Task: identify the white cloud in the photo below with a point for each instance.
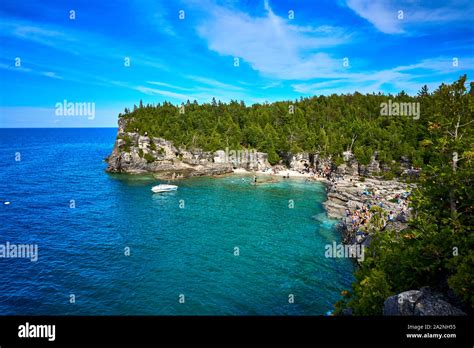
(272, 45)
(384, 14)
(409, 78)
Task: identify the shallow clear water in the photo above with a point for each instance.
(173, 250)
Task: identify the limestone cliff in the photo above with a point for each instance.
(136, 153)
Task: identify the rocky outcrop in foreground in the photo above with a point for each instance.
(135, 153)
(419, 303)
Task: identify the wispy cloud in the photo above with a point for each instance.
(385, 15)
(270, 44)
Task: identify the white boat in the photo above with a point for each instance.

Exercise instructions: Word for word, quote the lines from the line containing "Task: identify the wispy" through the end of the material, both included, and nothing else.

Completed task:
Task: identify the wispy cloud in the photo above with a point for each instance.
(385, 15)
(270, 44)
Task: identify the white boat in the photo above with a point for each instance.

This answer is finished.